> **SHORT EXERCISE**
Output nothing but the lines from the line with "carpet in the photograph above." through the end of the listing below, both ends included.

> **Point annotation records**

::::::::::

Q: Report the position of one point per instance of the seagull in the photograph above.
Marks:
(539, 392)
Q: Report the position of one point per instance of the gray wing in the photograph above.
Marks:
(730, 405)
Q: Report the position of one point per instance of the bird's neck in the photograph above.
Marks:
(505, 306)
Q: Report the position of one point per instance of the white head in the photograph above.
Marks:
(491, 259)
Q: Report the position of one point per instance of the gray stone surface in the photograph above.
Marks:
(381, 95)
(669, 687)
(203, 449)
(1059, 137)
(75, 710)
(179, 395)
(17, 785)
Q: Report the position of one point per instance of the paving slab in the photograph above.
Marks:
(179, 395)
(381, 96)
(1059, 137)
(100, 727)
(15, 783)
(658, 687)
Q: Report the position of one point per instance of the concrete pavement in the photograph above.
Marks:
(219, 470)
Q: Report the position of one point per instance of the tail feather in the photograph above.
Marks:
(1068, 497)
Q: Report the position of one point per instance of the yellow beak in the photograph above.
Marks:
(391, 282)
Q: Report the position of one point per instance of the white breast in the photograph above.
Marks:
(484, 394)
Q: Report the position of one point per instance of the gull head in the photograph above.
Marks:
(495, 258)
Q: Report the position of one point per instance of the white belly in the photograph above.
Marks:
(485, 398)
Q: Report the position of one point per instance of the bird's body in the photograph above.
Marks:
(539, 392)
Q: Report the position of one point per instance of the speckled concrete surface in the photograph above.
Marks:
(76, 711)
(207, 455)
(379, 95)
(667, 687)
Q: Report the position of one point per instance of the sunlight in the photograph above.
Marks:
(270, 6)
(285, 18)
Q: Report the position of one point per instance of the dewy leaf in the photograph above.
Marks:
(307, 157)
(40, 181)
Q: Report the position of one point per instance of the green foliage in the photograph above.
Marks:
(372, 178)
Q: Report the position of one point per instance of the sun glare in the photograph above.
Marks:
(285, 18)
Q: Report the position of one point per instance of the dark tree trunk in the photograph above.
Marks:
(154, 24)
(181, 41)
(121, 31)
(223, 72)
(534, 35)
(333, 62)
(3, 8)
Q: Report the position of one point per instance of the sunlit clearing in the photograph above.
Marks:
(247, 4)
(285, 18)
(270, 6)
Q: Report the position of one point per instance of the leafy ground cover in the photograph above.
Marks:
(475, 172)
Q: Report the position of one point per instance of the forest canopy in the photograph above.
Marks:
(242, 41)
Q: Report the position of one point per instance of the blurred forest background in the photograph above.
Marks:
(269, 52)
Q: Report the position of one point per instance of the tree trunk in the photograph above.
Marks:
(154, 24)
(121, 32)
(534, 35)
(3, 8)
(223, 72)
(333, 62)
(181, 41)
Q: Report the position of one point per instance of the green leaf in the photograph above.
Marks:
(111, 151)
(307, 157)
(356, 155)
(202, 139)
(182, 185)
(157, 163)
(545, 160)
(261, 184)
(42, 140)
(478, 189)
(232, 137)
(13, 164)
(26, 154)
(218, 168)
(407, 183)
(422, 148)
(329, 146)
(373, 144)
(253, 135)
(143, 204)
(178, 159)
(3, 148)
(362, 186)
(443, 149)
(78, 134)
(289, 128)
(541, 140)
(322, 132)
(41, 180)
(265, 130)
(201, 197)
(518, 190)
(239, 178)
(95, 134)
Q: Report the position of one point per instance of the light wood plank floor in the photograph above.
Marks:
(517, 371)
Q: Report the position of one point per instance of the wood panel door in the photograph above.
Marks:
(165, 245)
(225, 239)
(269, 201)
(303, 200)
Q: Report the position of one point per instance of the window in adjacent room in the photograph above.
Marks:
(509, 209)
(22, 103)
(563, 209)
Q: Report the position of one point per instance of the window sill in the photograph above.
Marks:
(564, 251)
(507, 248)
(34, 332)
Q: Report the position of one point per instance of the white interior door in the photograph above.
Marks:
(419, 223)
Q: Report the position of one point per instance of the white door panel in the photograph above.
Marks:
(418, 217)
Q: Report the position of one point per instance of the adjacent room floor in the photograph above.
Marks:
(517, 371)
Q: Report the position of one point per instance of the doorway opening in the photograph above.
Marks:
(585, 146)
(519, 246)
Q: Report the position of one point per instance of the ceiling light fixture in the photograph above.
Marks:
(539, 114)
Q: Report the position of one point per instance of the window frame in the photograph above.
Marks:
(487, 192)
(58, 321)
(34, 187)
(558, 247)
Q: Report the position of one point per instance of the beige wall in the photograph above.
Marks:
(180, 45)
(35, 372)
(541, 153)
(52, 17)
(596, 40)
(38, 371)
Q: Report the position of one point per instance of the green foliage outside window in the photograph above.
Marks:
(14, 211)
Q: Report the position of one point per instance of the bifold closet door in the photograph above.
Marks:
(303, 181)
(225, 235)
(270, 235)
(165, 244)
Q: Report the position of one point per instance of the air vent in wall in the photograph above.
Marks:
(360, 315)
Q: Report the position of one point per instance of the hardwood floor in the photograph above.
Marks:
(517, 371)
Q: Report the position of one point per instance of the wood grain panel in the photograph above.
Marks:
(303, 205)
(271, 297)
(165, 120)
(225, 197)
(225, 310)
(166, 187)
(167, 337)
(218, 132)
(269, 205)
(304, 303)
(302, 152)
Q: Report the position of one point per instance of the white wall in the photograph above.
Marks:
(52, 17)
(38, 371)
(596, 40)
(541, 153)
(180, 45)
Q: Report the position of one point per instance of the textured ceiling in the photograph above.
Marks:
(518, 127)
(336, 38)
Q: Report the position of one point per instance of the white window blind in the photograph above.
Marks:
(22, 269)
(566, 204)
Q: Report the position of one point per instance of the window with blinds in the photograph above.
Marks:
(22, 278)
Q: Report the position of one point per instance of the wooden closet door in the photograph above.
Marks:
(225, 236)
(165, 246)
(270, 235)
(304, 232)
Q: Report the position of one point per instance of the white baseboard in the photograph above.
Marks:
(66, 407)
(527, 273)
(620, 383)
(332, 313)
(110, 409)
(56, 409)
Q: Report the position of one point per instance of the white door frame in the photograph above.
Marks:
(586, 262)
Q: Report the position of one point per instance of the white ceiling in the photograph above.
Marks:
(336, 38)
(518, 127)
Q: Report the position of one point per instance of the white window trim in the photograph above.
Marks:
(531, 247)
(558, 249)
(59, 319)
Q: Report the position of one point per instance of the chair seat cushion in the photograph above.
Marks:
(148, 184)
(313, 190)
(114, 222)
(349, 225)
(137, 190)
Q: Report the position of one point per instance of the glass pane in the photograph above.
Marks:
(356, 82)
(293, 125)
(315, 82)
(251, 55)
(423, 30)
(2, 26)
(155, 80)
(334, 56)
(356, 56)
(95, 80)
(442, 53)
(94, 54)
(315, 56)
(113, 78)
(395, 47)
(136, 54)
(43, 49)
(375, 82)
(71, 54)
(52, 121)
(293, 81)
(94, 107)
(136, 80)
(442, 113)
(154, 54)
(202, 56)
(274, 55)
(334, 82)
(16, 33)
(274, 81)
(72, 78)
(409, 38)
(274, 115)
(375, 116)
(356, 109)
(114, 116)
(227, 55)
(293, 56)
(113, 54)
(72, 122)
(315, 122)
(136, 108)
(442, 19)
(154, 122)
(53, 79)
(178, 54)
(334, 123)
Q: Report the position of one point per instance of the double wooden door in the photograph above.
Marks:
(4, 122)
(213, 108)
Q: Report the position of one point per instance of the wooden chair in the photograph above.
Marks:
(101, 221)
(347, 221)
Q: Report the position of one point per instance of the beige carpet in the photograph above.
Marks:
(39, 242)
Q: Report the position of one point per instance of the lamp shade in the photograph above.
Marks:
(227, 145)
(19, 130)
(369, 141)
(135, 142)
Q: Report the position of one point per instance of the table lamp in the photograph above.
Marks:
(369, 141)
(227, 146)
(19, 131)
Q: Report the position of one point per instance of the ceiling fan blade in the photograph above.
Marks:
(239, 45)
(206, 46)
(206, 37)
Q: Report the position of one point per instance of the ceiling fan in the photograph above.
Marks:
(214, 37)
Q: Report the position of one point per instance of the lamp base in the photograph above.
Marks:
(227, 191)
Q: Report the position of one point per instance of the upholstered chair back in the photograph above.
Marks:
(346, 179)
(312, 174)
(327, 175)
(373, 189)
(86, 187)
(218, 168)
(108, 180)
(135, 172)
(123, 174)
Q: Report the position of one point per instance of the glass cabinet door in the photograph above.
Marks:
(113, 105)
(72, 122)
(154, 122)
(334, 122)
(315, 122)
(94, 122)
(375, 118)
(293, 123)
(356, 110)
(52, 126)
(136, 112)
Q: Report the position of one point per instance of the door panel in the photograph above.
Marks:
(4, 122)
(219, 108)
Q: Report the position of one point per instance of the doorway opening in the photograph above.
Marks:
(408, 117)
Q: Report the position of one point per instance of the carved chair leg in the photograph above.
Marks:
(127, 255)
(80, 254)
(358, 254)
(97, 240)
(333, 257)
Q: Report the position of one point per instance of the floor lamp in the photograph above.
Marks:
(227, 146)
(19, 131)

::::::::::

> **RIGHT ANSWER**
Q: Report the position of one point per instance of the beige carpet in the photograph above.
Marks:
(39, 242)
Q: Report the position of one point per instance of the lamp shade in the photograph above.
Marks:
(227, 145)
(19, 130)
(369, 141)
(135, 142)
Q: Report the position of one point per instance of the table lamp in the photograph above.
Marks:
(369, 141)
(227, 146)
(19, 131)
Q: Report the position of one point per instance of the ceiling fan blade in the photograph above.
Marks:
(239, 45)
(206, 46)
(206, 37)
Q: Report the position of one point per instance of the ceiling fan in the photograph above.
Marks:
(214, 37)
Q: Report the position of one point per instance of the lamp base in the photograph above.
Marks:
(227, 191)
Q: Report the position of one point per instance of the upholstered chair back in the photograph above.
Marks:
(346, 179)
(312, 174)
(327, 175)
(373, 189)
(86, 187)
(218, 168)
(108, 180)
(135, 172)
(123, 174)
Q: Report the position of one point per instance of the glass cabinet door in the photograph above.
Marks:
(113, 105)
(72, 122)
(154, 122)
(334, 122)
(315, 122)
(94, 122)
(375, 118)
(293, 123)
(356, 110)
(52, 126)
(136, 112)
Q: Report the position of one point per instance of the door panel in the photograph above.
Marks:
(4, 122)
(219, 108)
Q: Report the position of one point per instance of the doorway opening in the photograph above.
Marks:
(408, 117)
Q: Report the position of one point per instance of the carved chair leg in the photograph above.
Marks:
(127, 255)
(80, 254)
(358, 254)
(97, 240)
(333, 257)
Q: Report the position of one point per instance of the floor lamp in the photograph above.
Marks:
(227, 146)
(19, 131)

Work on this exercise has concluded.